▶ Exercise materials

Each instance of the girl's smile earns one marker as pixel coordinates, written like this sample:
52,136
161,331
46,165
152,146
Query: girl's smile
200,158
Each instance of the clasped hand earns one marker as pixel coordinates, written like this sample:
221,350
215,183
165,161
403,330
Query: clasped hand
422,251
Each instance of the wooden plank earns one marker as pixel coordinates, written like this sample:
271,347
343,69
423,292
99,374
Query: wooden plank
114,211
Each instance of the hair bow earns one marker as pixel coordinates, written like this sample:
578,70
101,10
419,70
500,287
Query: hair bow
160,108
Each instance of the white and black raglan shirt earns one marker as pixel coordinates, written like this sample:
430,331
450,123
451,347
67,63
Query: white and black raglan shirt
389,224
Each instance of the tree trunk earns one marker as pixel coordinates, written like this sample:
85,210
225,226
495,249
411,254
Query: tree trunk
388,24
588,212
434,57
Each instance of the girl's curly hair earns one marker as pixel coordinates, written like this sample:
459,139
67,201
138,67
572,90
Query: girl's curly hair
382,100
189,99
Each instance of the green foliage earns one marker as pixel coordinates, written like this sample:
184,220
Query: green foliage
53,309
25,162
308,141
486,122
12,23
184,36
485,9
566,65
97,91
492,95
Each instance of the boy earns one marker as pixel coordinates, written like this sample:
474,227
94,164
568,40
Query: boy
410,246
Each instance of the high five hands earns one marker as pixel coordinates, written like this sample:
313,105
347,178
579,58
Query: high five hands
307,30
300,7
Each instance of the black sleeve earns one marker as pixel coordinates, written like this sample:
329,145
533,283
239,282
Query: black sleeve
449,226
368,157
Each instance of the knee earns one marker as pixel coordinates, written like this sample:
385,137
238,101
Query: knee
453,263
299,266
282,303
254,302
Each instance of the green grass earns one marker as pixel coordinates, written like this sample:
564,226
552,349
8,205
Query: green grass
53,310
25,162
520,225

▶ Work to complete
Above are some records. Print them all exactly.

▶ Solution for this exercise
Each instance of the girl's smile earns one marker as pixel coordinates, written like this sample:
52,136
161,331
46,165
152,146
Query: girl's smile
200,158
Each instance of the clasped hand earns one marker as pixel coordinates, written like this sample:
221,350
215,183
165,161
403,330
Query: clasped hand
422,251
Each instance of the wooden plank earns one marker as pixel coordinates, written like this sample:
271,347
343,69
423,292
99,374
Query: wooden plank
114,211
Each instance of the hair bow earns one marker as pixel coordinates, written like this sample:
578,70
101,10
419,70
500,287
Query: hair bow
160,108
Each instance of the white and black raglan shirt earns one marker as pixel coordinates, written like this sample:
430,331
450,123
451,347
67,63
Query: white and black raglan shirt
389,224
Each instance of the tree trunk earns one marker as pixel coordinates, written like this sample:
85,210
225,226
495,249
411,254
Query: tree trunk
388,24
588,212
434,57
Each instance of the girl's curly hair earns one marker as pixel coordinates, written like this sample:
459,139
67,201
138,67
572,90
Query: girl's curly hair
382,100
189,99
Each instance of the green foliage earns one marker as pixel coordinates, written like this sample:
184,220
Query: green foliage
53,309
25,162
308,141
486,122
12,23
184,36
485,9
566,65
97,91
492,95
Each instance of the boy earns one marker as pixel coordinates, written like this sample:
474,227
94,164
568,40
Query: boy
410,246
Each instance of the high five hands earns one marker as pixel coordinates, written like this sample:
313,105
347,178
579,58
Query: high five hands
307,30
300,7
Each instance of the black sleeve earns one marker as pixel coordinates, written like this sample:
329,145
533,283
239,282
Query: black sleeve
449,226
368,157
Each instance of the knee earns one marker as pixel coordinates, written like this sample:
385,137
238,101
Query: knee
453,263
299,266
282,303
254,302
Each instance of the green grass earns one marker as pixel coordinates, written like this sample:
564,226
552,349
8,205
Query: green grass
53,310
25,162
520,225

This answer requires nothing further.